**What you are asked to do:**
Select and copy out every line in the records containing "indicate".

**Image point grounding data:**
****************************************
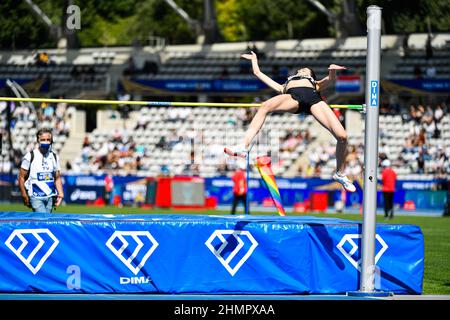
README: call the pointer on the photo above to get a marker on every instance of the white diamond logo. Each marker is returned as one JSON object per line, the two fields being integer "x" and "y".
{"x": 20, "y": 234}
{"x": 350, "y": 238}
{"x": 237, "y": 234}
{"x": 136, "y": 236}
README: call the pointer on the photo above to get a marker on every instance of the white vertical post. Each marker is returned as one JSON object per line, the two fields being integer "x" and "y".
{"x": 371, "y": 148}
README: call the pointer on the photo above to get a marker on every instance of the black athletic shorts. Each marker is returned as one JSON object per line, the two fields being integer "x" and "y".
{"x": 306, "y": 97}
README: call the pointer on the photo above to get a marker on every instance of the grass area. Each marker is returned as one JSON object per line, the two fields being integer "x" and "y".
{"x": 436, "y": 231}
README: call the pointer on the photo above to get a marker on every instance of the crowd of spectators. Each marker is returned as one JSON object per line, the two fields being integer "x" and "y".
{"x": 424, "y": 150}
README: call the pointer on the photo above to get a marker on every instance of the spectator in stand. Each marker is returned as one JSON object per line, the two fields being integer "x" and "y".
{"x": 239, "y": 188}
{"x": 40, "y": 180}
{"x": 389, "y": 178}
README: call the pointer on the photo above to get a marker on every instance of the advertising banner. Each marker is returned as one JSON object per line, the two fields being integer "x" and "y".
{"x": 169, "y": 254}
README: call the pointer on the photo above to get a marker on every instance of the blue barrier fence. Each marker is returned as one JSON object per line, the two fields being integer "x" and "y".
{"x": 169, "y": 254}
{"x": 427, "y": 194}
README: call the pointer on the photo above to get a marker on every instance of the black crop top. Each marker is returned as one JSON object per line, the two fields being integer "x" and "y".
{"x": 297, "y": 77}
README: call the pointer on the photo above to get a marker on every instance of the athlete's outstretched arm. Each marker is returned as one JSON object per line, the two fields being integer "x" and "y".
{"x": 261, "y": 76}
{"x": 321, "y": 84}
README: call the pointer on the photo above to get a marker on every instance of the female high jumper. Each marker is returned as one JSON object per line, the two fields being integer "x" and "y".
{"x": 299, "y": 94}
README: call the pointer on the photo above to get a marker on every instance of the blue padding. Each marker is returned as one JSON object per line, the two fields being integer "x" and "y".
{"x": 70, "y": 253}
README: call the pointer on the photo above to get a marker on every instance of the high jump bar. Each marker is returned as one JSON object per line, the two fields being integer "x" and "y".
{"x": 159, "y": 103}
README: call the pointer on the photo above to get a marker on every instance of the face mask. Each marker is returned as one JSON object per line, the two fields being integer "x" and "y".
{"x": 44, "y": 145}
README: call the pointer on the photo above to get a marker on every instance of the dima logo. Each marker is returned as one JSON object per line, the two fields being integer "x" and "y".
{"x": 119, "y": 245}
{"x": 33, "y": 257}
{"x": 348, "y": 254}
{"x": 220, "y": 252}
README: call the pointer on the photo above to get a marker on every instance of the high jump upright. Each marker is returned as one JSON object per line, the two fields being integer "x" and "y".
{"x": 368, "y": 267}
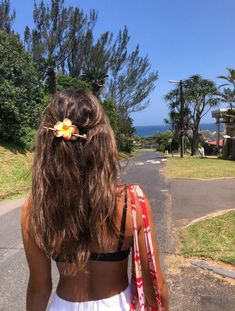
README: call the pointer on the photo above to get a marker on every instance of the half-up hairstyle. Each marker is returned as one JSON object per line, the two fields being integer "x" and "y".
{"x": 72, "y": 202}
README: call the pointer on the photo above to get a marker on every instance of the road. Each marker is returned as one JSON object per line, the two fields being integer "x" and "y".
{"x": 190, "y": 288}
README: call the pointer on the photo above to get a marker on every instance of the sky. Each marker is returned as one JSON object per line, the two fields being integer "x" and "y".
{"x": 180, "y": 37}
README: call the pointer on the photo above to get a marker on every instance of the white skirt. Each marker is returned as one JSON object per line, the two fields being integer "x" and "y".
{"x": 119, "y": 302}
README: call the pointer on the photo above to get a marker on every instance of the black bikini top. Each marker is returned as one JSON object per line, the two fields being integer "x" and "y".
{"x": 119, "y": 254}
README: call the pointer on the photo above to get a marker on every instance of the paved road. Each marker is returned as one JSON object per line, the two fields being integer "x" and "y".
{"x": 190, "y": 288}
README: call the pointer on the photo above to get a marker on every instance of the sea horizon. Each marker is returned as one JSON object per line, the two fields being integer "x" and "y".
{"x": 150, "y": 130}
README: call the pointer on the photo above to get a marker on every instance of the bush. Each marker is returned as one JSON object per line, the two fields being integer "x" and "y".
{"x": 20, "y": 100}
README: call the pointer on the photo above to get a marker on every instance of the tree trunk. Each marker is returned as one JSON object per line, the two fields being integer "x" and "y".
{"x": 194, "y": 142}
{"x": 51, "y": 81}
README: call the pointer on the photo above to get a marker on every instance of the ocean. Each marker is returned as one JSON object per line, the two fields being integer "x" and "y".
{"x": 150, "y": 130}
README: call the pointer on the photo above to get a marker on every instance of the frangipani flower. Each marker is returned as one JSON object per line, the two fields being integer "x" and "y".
{"x": 66, "y": 130}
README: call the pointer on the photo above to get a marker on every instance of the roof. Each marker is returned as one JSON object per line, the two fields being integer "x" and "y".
{"x": 214, "y": 142}
{"x": 206, "y": 133}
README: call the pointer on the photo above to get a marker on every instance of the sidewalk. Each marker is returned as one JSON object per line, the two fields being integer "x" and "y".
{"x": 197, "y": 287}
{"x": 9, "y": 205}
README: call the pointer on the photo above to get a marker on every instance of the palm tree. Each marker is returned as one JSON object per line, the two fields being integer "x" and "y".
{"x": 228, "y": 94}
{"x": 200, "y": 95}
{"x": 96, "y": 78}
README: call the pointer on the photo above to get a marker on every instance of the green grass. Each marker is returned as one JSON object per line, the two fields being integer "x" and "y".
{"x": 193, "y": 167}
{"x": 212, "y": 238}
{"x": 129, "y": 154}
{"x": 15, "y": 176}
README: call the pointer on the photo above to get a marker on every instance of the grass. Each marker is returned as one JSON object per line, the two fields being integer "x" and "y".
{"x": 15, "y": 174}
{"x": 194, "y": 167}
{"x": 129, "y": 154}
{"x": 212, "y": 238}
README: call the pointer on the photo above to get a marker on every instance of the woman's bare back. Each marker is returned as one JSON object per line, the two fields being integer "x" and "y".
{"x": 100, "y": 279}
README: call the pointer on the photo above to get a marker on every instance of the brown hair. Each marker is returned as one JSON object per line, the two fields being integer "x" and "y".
{"x": 72, "y": 201}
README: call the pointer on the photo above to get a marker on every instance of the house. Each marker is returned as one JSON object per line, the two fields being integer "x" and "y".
{"x": 227, "y": 117}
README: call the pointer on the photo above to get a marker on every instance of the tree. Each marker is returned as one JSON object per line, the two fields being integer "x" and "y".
{"x": 6, "y": 19}
{"x": 227, "y": 95}
{"x": 55, "y": 36}
{"x": 162, "y": 140}
{"x": 130, "y": 77}
{"x": 173, "y": 99}
{"x": 66, "y": 82}
{"x": 112, "y": 114}
{"x": 20, "y": 101}
{"x": 200, "y": 95}
{"x": 96, "y": 78}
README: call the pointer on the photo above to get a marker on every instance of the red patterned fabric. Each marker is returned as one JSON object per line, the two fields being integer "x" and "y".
{"x": 139, "y": 301}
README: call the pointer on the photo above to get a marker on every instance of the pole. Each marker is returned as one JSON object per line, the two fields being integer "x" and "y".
{"x": 181, "y": 119}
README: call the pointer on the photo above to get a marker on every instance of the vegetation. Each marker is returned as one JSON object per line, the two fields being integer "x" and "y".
{"x": 227, "y": 94}
{"x": 199, "y": 96}
{"x": 15, "y": 177}
{"x": 20, "y": 102}
{"x": 195, "y": 167}
{"x": 212, "y": 238}
{"x": 60, "y": 52}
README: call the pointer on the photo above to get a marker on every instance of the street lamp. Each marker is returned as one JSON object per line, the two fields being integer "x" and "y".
{"x": 180, "y": 82}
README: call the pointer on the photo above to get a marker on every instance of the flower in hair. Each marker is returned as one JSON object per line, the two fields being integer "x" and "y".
{"x": 66, "y": 130}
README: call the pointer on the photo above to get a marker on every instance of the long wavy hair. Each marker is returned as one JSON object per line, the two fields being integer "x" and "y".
{"x": 72, "y": 201}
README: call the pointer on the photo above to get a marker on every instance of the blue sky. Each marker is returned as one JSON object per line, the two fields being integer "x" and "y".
{"x": 180, "y": 37}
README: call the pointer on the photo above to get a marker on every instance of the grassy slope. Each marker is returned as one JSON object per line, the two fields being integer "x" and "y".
{"x": 193, "y": 167}
{"x": 211, "y": 238}
{"x": 15, "y": 176}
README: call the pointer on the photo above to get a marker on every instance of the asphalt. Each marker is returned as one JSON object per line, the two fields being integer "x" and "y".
{"x": 175, "y": 204}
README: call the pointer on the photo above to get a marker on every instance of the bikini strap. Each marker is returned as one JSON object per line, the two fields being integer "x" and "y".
{"x": 123, "y": 222}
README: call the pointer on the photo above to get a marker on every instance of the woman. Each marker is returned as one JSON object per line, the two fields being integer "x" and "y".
{"x": 78, "y": 215}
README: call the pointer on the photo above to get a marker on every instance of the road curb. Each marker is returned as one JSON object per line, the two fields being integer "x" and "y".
{"x": 7, "y": 206}
{"x": 203, "y": 265}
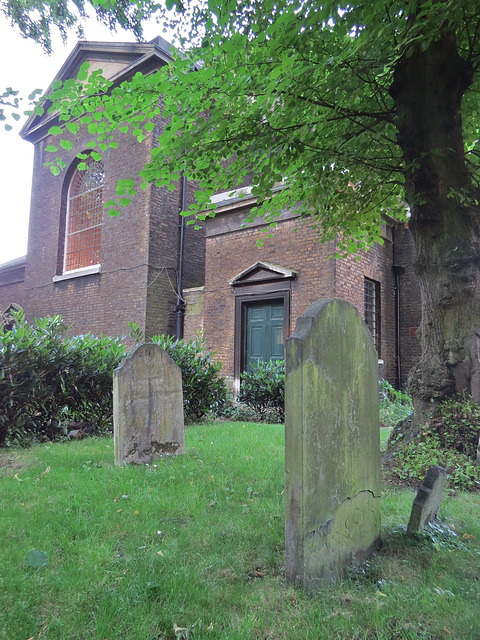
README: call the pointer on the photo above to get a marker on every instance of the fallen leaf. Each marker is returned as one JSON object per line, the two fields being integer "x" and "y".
{"x": 37, "y": 558}
{"x": 180, "y": 632}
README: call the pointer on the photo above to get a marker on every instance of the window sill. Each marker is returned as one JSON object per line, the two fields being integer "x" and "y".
{"x": 79, "y": 273}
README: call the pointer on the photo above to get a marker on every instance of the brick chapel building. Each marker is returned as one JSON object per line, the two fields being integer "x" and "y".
{"x": 99, "y": 272}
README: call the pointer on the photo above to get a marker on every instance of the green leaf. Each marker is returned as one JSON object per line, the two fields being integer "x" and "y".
{"x": 73, "y": 127}
{"x": 55, "y": 131}
{"x": 66, "y": 144}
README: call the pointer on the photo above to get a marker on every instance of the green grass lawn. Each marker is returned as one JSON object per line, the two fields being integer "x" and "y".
{"x": 193, "y": 547}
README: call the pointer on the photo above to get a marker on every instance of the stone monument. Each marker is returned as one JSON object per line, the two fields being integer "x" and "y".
{"x": 427, "y": 501}
{"x": 147, "y": 406}
{"x": 332, "y": 444}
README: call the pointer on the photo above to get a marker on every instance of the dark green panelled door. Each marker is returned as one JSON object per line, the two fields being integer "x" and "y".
{"x": 264, "y": 332}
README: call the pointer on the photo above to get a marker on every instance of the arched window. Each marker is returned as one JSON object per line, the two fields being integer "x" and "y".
{"x": 83, "y": 232}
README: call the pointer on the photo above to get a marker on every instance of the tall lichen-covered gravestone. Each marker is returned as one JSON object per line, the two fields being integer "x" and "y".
{"x": 147, "y": 406}
{"x": 332, "y": 444}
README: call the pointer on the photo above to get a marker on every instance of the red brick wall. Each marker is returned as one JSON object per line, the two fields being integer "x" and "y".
{"x": 375, "y": 264}
{"x": 230, "y": 250}
{"x": 163, "y": 255}
{"x": 12, "y": 287}
{"x": 293, "y": 246}
{"x": 410, "y": 306}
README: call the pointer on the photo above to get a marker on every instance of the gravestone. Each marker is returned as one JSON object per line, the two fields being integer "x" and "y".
{"x": 147, "y": 406}
{"x": 427, "y": 501}
{"x": 332, "y": 444}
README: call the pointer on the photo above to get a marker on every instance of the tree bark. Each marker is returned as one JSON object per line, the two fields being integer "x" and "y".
{"x": 427, "y": 90}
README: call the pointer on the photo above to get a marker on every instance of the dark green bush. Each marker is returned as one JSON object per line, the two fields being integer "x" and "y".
{"x": 263, "y": 389}
{"x": 449, "y": 439}
{"x": 204, "y": 390}
{"x": 47, "y": 378}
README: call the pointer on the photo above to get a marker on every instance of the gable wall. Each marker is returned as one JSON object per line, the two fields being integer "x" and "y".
{"x": 163, "y": 256}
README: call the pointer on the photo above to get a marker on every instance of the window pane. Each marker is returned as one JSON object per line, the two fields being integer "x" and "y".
{"x": 372, "y": 310}
{"x": 84, "y": 217}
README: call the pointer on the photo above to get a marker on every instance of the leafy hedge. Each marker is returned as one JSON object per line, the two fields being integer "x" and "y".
{"x": 263, "y": 389}
{"x": 203, "y": 389}
{"x": 449, "y": 438}
{"x": 48, "y": 379}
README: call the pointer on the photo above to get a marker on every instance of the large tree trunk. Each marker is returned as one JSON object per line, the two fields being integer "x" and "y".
{"x": 427, "y": 90}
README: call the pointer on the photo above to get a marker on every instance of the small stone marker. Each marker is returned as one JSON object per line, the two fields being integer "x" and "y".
{"x": 147, "y": 406}
{"x": 427, "y": 501}
{"x": 332, "y": 444}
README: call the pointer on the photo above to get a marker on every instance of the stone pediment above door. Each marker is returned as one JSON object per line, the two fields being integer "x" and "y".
{"x": 262, "y": 272}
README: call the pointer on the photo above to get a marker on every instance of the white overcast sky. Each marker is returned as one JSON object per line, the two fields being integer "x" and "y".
{"x": 26, "y": 67}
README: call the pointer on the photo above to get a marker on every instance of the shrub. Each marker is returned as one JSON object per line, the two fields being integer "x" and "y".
{"x": 203, "y": 389}
{"x": 263, "y": 389}
{"x": 47, "y": 377}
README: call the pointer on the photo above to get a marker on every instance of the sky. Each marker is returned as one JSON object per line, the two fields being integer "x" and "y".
{"x": 25, "y": 67}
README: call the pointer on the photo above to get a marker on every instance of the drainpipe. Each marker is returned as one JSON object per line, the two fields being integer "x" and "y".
{"x": 180, "y": 306}
{"x": 397, "y": 272}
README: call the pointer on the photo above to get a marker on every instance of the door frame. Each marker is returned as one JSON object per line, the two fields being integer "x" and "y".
{"x": 243, "y": 297}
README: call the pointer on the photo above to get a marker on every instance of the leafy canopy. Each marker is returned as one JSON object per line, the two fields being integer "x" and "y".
{"x": 290, "y": 97}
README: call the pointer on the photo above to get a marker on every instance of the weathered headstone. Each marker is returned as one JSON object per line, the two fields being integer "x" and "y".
{"x": 147, "y": 406}
{"x": 427, "y": 501}
{"x": 332, "y": 444}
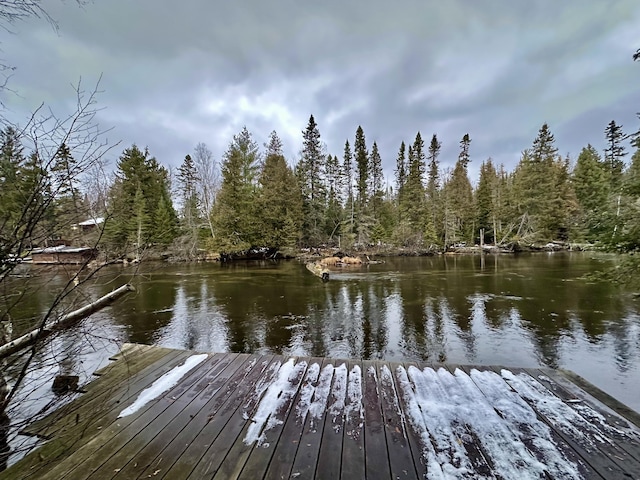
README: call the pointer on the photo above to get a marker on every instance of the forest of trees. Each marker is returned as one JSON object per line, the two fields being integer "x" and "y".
{"x": 252, "y": 197}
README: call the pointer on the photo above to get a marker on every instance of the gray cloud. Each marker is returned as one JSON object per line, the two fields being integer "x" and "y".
{"x": 174, "y": 76}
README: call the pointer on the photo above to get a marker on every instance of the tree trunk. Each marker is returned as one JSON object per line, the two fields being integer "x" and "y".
{"x": 64, "y": 321}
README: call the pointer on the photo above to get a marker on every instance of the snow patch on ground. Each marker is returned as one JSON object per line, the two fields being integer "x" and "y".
{"x": 464, "y": 436}
{"x": 564, "y": 418}
{"x": 521, "y": 418}
{"x": 165, "y": 383}
{"x": 388, "y": 387}
{"x": 277, "y": 394}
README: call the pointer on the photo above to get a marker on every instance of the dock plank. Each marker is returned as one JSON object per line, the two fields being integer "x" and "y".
{"x": 538, "y": 437}
{"x": 285, "y": 450}
{"x": 259, "y": 458}
{"x": 133, "y": 362}
{"x": 562, "y": 419}
{"x": 186, "y": 449}
{"x": 376, "y": 449}
{"x": 353, "y": 450}
{"x": 306, "y": 459}
{"x": 84, "y": 461}
{"x": 331, "y": 443}
{"x": 620, "y": 437}
{"x": 145, "y": 429}
{"x": 74, "y": 428}
{"x": 231, "y": 427}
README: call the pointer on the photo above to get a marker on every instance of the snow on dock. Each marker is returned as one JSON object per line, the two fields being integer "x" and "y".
{"x": 160, "y": 413}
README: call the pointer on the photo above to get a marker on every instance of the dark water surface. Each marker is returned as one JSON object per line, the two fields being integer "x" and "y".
{"x": 527, "y": 310}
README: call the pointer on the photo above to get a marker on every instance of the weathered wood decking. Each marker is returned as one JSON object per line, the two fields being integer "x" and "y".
{"x": 265, "y": 416}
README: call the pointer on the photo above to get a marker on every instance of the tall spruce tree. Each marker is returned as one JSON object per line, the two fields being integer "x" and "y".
{"x": 141, "y": 212}
{"x": 311, "y": 175}
{"x": 590, "y": 179}
{"x": 401, "y": 171}
{"x": 614, "y": 152}
{"x": 234, "y": 214}
{"x": 535, "y": 185}
{"x": 279, "y": 202}
{"x": 412, "y": 205}
{"x": 376, "y": 179}
{"x": 432, "y": 232}
{"x": 459, "y": 193}
{"x": 347, "y": 172}
{"x": 485, "y": 208}
{"x": 362, "y": 167}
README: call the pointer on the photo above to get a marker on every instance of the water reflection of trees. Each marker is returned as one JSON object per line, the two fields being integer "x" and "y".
{"x": 431, "y": 309}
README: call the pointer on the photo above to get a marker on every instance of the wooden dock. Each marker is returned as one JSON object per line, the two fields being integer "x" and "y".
{"x": 246, "y": 416}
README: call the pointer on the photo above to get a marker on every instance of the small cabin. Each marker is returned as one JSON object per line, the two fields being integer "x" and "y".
{"x": 63, "y": 255}
{"x": 88, "y": 225}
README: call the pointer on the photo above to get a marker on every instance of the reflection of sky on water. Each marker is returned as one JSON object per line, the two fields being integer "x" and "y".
{"x": 196, "y": 323}
{"x": 512, "y": 311}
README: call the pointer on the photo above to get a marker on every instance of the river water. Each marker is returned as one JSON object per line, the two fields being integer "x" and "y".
{"x": 525, "y": 310}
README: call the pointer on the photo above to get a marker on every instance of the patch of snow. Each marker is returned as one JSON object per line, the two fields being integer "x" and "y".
{"x": 276, "y": 396}
{"x": 565, "y": 418}
{"x": 165, "y": 383}
{"x": 307, "y": 390}
{"x": 521, "y": 418}
{"x": 388, "y": 387}
{"x": 464, "y": 436}
{"x": 338, "y": 395}
{"x": 354, "y": 409}
{"x": 320, "y": 396}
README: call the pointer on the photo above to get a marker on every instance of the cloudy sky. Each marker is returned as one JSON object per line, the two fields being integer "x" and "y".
{"x": 178, "y": 73}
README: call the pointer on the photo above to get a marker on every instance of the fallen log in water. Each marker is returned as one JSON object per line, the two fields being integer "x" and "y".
{"x": 319, "y": 271}
{"x": 64, "y": 321}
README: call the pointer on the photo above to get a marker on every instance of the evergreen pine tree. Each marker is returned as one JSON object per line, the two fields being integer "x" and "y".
{"x": 484, "y": 201}
{"x": 614, "y": 152}
{"x": 311, "y": 175}
{"x": 347, "y": 172}
{"x": 376, "y": 176}
{"x": 362, "y": 168}
{"x": 234, "y": 214}
{"x": 401, "y": 171}
{"x": 279, "y": 202}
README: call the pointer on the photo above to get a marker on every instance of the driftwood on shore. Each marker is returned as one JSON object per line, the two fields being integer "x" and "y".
{"x": 319, "y": 271}
{"x": 64, "y": 321}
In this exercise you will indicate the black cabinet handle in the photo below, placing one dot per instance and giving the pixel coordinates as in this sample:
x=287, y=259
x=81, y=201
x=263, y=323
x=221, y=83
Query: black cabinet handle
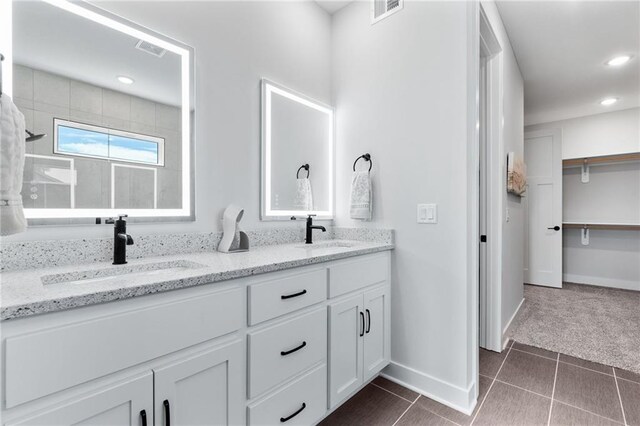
x=167, y=413
x=290, y=351
x=286, y=419
x=289, y=296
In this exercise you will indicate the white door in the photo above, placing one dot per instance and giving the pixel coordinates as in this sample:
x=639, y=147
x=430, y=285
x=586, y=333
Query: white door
x=346, y=330
x=376, y=350
x=203, y=389
x=127, y=403
x=543, y=228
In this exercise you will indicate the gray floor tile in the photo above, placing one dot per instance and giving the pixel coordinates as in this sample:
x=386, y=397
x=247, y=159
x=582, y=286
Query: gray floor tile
x=371, y=406
x=450, y=413
x=418, y=416
x=586, y=364
x=630, y=395
x=589, y=390
x=529, y=371
x=508, y=405
x=533, y=350
x=396, y=388
x=490, y=362
x=563, y=415
x=627, y=375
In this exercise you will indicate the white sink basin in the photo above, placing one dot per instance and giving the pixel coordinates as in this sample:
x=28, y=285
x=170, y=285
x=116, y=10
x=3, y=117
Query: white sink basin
x=119, y=272
x=327, y=245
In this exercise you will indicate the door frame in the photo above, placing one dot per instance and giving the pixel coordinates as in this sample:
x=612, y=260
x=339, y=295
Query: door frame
x=492, y=163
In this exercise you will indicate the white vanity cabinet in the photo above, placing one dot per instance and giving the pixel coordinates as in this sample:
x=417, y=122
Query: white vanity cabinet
x=126, y=403
x=283, y=347
x=359, y=341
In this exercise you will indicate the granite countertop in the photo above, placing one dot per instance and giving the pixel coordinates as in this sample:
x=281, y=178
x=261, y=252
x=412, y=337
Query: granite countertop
x=37, y=291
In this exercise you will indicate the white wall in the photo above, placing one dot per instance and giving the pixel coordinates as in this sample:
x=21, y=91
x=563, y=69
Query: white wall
x=601, y=134
x=513, y=141
x=400, y=90
x=612, y=258
x=236, y=43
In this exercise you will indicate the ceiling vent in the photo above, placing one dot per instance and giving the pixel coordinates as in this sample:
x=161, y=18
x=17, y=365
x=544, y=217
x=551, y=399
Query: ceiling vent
x=381, y=9
x=152, y=49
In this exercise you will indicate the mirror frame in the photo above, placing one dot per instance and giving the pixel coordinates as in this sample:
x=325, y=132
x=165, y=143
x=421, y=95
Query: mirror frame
x=267, y=88
x=37, y=217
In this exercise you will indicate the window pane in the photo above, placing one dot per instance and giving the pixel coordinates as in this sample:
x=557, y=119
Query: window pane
****************************************
**Task response:**
In this exercise you will indicate the black cabinet handle in the photo below, placing one dot per instance and giving the pixel coordinates as in this sample:
In this exercise you will indicate the white door in the photo above, placing one dot per instance and giving the pixel coordinates as in this sample:
In this exercise you will indicate the gray floor tile in the photo above, placing one dot per instance and giving the pixel coordinates as in this sample:
In this exercise you will indicate the white sink basin in the photo above, placing one dot per instance and giving the pixel coordinates as in this sample:
In this exercise you will indicate the door frame in the photo above, placing one dot per instance and giving the pixel coordinates as in this sample:
In this exercise you will indicate the white vanity cabinet in the photo above, placing one dot per instance and giving the pixel coordinates as in this sample:
In this exercise you will indicate the granite countertop in the photo above, placing one dot per instance and giving the pixel coordinates as in this sample:
In this exercise you will indicate the white wall in the photo above, placing one dot per instance and giving the pixel coordinates as in this sample:
In this exercise you will indicate the ceiling vent in the photo above, placing one dot per instance and giving the pixel coordinates as in this sample:
In this exercise you will indicate the mirror frame in the photo above, placing one dot per instance and giving the pixel coordinates as in this sample:
In this exercise you will indicate the window pane in the photo above, placing one dot per instance and giving the pixel coordinates as in this sample:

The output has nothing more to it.